Records for this task
┄┄┄┄┄┄┄┄┄┄┄┄┄┄┄┄┄┄┄┄
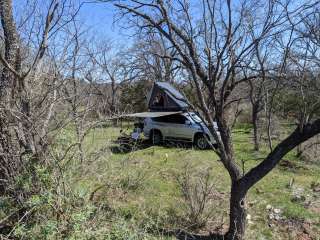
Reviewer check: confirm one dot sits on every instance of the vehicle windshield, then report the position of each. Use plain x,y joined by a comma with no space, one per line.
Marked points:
195,118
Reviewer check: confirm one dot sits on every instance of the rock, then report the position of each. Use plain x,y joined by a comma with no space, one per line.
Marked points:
277,211
268,207
298,198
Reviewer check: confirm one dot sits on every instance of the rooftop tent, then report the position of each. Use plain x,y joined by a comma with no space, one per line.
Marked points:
164,97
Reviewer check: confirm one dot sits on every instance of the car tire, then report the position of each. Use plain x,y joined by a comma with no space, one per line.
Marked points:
156,137
201,142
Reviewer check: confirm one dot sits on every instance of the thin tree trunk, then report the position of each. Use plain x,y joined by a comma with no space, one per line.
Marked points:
237,213
255,128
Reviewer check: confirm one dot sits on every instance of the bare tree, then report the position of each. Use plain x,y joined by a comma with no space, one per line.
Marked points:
27,90
215,46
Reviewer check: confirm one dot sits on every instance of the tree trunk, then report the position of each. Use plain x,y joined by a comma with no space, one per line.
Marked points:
10,150
237,213
255,128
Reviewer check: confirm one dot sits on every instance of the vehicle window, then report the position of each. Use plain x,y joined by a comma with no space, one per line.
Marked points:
176,118
161,119
196,118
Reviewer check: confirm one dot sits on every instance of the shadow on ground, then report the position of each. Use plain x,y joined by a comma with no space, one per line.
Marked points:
126,146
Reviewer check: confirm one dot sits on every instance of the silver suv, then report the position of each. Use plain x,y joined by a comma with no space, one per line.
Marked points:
179,127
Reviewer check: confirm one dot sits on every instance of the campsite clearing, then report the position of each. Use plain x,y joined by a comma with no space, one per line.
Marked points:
135,195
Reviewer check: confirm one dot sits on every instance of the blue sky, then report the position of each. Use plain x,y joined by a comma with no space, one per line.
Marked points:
97,17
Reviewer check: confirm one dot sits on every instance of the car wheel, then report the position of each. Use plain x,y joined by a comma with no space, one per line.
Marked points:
201,142
156,137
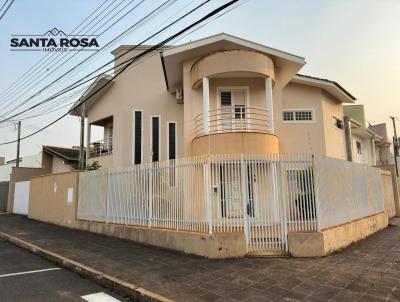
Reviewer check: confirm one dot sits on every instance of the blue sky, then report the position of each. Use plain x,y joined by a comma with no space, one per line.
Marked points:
355,43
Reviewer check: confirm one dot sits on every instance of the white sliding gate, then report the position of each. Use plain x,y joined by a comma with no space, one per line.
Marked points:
21,197
262,196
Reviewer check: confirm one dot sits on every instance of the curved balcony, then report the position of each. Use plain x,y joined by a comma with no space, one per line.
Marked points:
234,130
235,119
232,62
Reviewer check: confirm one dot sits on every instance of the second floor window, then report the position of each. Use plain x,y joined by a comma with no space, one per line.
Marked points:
155,138
138,137
298,115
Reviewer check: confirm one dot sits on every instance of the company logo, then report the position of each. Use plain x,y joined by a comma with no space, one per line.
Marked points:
54,40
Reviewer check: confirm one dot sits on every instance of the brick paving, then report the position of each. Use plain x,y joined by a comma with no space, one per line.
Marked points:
366,271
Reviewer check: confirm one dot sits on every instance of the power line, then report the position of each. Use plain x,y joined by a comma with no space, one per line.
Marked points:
71,87
48,57
7,8
53,58
155,47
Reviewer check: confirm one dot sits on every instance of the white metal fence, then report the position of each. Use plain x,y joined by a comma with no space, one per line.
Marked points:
264,196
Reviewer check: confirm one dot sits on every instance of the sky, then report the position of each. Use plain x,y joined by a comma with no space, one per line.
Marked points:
353,42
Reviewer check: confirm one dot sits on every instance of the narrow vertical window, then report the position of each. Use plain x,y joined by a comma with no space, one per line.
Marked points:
155,138
172,140
138,138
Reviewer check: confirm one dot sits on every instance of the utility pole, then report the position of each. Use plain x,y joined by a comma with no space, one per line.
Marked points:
18,142
395,144
81,165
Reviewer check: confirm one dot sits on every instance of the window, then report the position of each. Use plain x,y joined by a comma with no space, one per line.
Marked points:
232,107
155,138
172,140
359,147
226,98
138,139
298,115
338,123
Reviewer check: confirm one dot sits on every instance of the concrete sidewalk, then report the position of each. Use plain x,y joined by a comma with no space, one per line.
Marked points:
367,271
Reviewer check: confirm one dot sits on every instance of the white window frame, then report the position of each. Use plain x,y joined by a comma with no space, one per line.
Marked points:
299,121
133,136
220,89
151,137
176,138
231,88
340,119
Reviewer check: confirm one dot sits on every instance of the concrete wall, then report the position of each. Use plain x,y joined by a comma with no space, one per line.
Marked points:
49,205
48,198
318,244
334,137
19,174
395,185
388,193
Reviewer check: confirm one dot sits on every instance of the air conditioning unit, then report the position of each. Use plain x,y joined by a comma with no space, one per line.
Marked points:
179,96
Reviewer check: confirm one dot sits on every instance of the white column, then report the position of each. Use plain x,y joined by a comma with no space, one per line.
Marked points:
206,104
373,151
270,103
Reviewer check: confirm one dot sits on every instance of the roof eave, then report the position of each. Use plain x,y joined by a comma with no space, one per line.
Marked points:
103,82
331,87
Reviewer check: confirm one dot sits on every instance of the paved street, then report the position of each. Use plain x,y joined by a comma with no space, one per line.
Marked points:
367,271
27,277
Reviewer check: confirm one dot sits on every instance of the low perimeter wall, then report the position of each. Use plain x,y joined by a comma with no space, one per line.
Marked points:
53,198
317,244
50,202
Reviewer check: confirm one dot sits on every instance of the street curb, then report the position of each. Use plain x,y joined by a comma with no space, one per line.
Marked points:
110,282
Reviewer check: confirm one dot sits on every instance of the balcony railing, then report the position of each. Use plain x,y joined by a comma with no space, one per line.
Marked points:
234,119
101,148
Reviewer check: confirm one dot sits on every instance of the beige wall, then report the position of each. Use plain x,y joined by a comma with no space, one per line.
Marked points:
334,137
235,143
48,198
366,157
141,87
105,161
318,244
60,166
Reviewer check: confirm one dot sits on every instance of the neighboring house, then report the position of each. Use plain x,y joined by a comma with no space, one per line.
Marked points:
221,94
382,147
59,159
362,141
31,161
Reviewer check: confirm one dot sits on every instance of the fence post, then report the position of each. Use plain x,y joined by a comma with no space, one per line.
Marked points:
150,195
283,196
316,192
243,181
207,192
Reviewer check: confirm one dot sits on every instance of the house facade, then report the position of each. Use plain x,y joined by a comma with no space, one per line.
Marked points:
218,95
366,144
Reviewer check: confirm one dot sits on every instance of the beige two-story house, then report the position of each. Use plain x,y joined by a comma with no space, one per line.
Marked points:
217,95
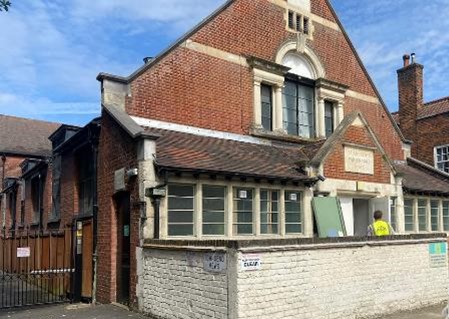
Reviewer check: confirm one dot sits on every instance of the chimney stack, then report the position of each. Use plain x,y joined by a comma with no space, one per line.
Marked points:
┄┄┄┄┄┄┄┄┄┄┄┄┄┄┄┄┄┄┄┄
What the exercise asks
Please rewrite every line of the records above as a JSON list of strings, one string per line. Skip blank lines and leave the pictures out.

Exercise response
[
  "Reviewer check: confirm one dot sits on every instance of the vehicle windshield, then report the position of each. Use plain x,y joined by a comma with no space, one per line.",
  "Marked points:",
  "195,118",
  "Reviewer check: confirm one dot sits on every instance of the rock, then report the position of each. Use plain x,y joined by a comma with no space, one per line.",
  "Marked points:",
  "277,211",
  "268,207",
  "298,198",
  "Reviewer check: confirm one dot sits on every instance of the rooftop tent, then report the position of each. Use plain x,y joined by a comma with no space, one per line.",
  "Marked points:",
  "164,97",
  "Reviewer check: confirm one dot sits on every instance of the car tire, then report the position of each. Use plain x,y joined by a comma with no space, one per line.",
  "Marked points:",
  "156,137",
  "201,142",
  "Reviewer check: confirm one dot sits on every instance of the thin tree trunk, then report the position of each. Use plain x,y joined by a comma with no space, one per line.",
  "Marked points:",
  "237,213",
  "255,128",
  "Reviewer check: confirm one dot sits on every instance of the bare tree, then report the position of each. Use plain x,y joined by a comma with no space, one per line.",
  "Marked points:",
  "27,90",
  "215,46",
  "Reviewer check: confirm one dot sits on every instance of the tree trunk, then report the position of each. Use plain x,y joined by a comma with no space, one per line.",
  "Marked points:",
  "10,150",
  "237,213",
  "255,128",
  "Reviewer check: confirm one dot sits on every instance of the vehicle window, then report the position of each. Use plain x,y joined by a comma with no space, one per line.",
  "Marked points:",
  "176,118",
  "161,119",
  "196,118",
  "Reviewer check: confirm one dot sits on every instance of the shadow on ground, then report the position of each. Use plain x,y joined by a comma with no space, one per line.",
  "Marked points:",
  "126,146",
  "Reviewer check: confirm one dot sits on every instance of the silver suv, then report the position of each. Use plain x,y joined by a comma with no space, one per line.",
  "Marked points:",
  "179,127",
  "Reviewer check: confirm one dot sits on every instance of the campsite clearing, then report the position of each. Use plain x,y joined by a comma with no space, one per line.",
  "Marked points:",
  "135,195",
  "Reviewer check: confirm one dot sits on every instance of the blue sky, then report the position of each. Use plain x,y joined by a comma with no space, one per line.",
  "Marked points:",
  "97,17",
  "Reviewer check: confirm one dot sits on every instance of the car wheel, then report the position of each. Use plain x,y joined by a comma with no space, one per line.",
  "Marked points:",
  "201,142",
  "156,137",
  "Reviewer check: confirm one dot sits on every instance of the blue sky, then report the position of each. Use plain x,y joined by a comma with no space, one per line.",
  "Marked points:",
  "355,43",
  "Reviewer check: confirm one dot sits on every instance of the white sliding gate, then report the position of each. Use plain x,y joined by a comma with no space, one per line.",
  "Marked points:",
  "21,197",
  "262,196",
  "Reviewer check: confirm one dot sits on every instance of the curved balcony, then report the position of each. Use plain x,y joined by a comma with no space, one per line.",
  "Marked points:",
  "234,130",
  "235,119",
  "232,62",
  "Reviewer check: confirm one dot sits on every instance of the second floor window, then report the position of each. Use plain x,y joined by a comma with no space, one per line.",
  "Marked points:",
  "155,138",
  "138,137",
  "298,115",
  "Reviewer check: confirm one dot sits on every instance of the company logo, then report the position of each. Use plain x,y joined by a comma with no space, one per line.",
  "Marked points:",
  "54,40",
  "Reviewer check: confirm one dot sits on every instance of the brick paving, then report the position of each. Use plain x,y joined by a comma with no space, one per line.",
  "Marked points:",
  "366,271",
  "Reviewer check: confirm one dot sits on every instance of the power line, then report the position of each. Use plain x,y joined by a comma with no space, one per line.",
  "Marked points:",
  "71,87",
  "48,57",
  "7,8",
  "53,58",
  "155,47",
  "Reviewer check: confirm one dot sits on every instance of the white metal fence, then report the position of each. Use plain x,y joined by a comma with no space, one per line.",
  "Marked points:",
  "264,196",
  "Reviewer check: confirm one dot sits on every instance of the sky, then report the position of each. Use plain x,y joined by a comma with no space, one per line.",
  "Marked points:",
  "353,42",
  "Reviewer check: confirm one dot sits on every instance of the narrow vertical window, then report the position of each. Use plain x,y joined by a comma with no space, one per line.",
  "Marked points:",
  "155,138",
  "172,140",
  "138,138",
  "Reviewer check: confirm one dot sits on every instance of the utility pole, then report the position of each. Use plain x,y joined by a comma with no space, one per line.",
  "Marked points:",
  "18,142",
  "395,144",
  "81,165",
  "Reviewer check: confirm one dot sits on every instance of the window, then report the position of each. Use plain x,y joined by a comma with no space, one per line.",
  "Marked points:",
  "232,107",
  "155,138",
  "172,140",
  "359,147",
  "226,98",
  "138,139",
  "298,115",
  "338,123",
  "Reviewer check: confirm one dot sits on every instance of the concrete sidewalk, then report the position of each. Use plain x,y joined by a comma with no space, one per line.",
  "Marked points:",
  "367,271",
  "Reviewer check: confirm one dot sits on every instance of the white window frame, then report the position of each. Use plain x,y joined by a comma with no space, one per line.",
  "Marked points:",
  "299,121",
  "133,136",
  "220,89",
  "151,137",
  "176,138",
  "231,88",
  "340,119",
  "Reviewer check: confirm one dot sits on every instance of the concrete wall, then report the position of each. Use plain x,y joined by a comma with no space, one per line.",
  "Marked points:",
  "49,205",
  "48,198",
  "318,244",
  "334,137",
  "19,174",
  "395,185",
  "388,193",
  "Reviewer check: confirm one dot sits on every instance of the air conditioning unit, then report the position of each. Use plain x,y joined by a comma with no space, one per line.",
  "Marked points:",
  "179,96",
  "Reviewer check: confirm one dot sits on every instance of the white column, then report the position of each. Use plain x,y joined by a comma with no space, one per line.",
  "Marked points:",
  "206,104",
  "373,151",
  "270,103",
  "Reviewer check: confirm one dot sits on every instance of the roof eave, then report the position of each. Use plain x,y joined by a comma with no space, one per line.",
  "Marked points:",
  "103,82",
  "331,87",
  "Reviewer check: confirm one dot sits on every instance of the paved street, then report the position of each. Use plain x,y joined by a comma with no space, one per line.",
  "Marked points:",
  "367,271",
  "27,277",
  "Reviewer check: confirm one dot sits on every instance of the low perimeter wall, then report the position of each. Use plain x,y joined by a comma with no space, one per line.",
  "Marked points:",
  "53,198",
  "317,244",
  "50,202",
  "Reviewer check: confirm one dot sits on every instance of the street curb, then report the position of each. Use plain x,y joined by a comma with no space, one per line.",
  "Marked points:",
  "110,282",
  "Reviewer check: confirm one dot sits on every instance of the balcony railing, then report the position of each. Use plain x,y joined by a comma with no space, one per line.",
  "Marked points:",
  "234,119",
  "101,148",
  "Reviewer check: confirm one dot sits on every instance of the beige wall, then report the position of each. Use plain x,y joined by a comma with no space, one per line.",
  "Marked points:",
  "334,137",
  "235,143",
  "48,198",
  "366,157",
  "141,87",
  "105,161",
  "318,244",
  "60,166",
  "Reviewer check: confirm one dot sits on every instance of the neighboring house, then report the position of each. Use plain x,y joined by a comma with no space, one per line.",
  "Marked points:",
  "221,94",
  "382,147",
  "59,159",
  "362,141",
  "31,161",
  "Reviewer check: confirm one dot sits on every instance of the fence post, then report the position of each. Use plain x,y joined by a comma with no space, one per line.",
  "Marked points:",
  "150,195",
  "283,196",
  "316,192",
  "243,181",
  "207,192",
  "Reviewer check: confirm one dot sits on every instance of the house facade, then report the position of each. Use plain x,y joined by a comma with no space, one per line.",
  "Marked points:",
  "218,95",
  "366,144",
  "Reviewer check: confirm one dot sits on every instance of the beige two-story house, then report the position of each. Use plain x,y joined by a comma with no space, one per line.",
  "Marked points:",
  "217,95",
  "Reviewer check: confirm one dot sits on every instance of the chimney stack, then report the position of each. Use plain x,y joined by a comma with no space, one per line.",
  "Marked points:"
]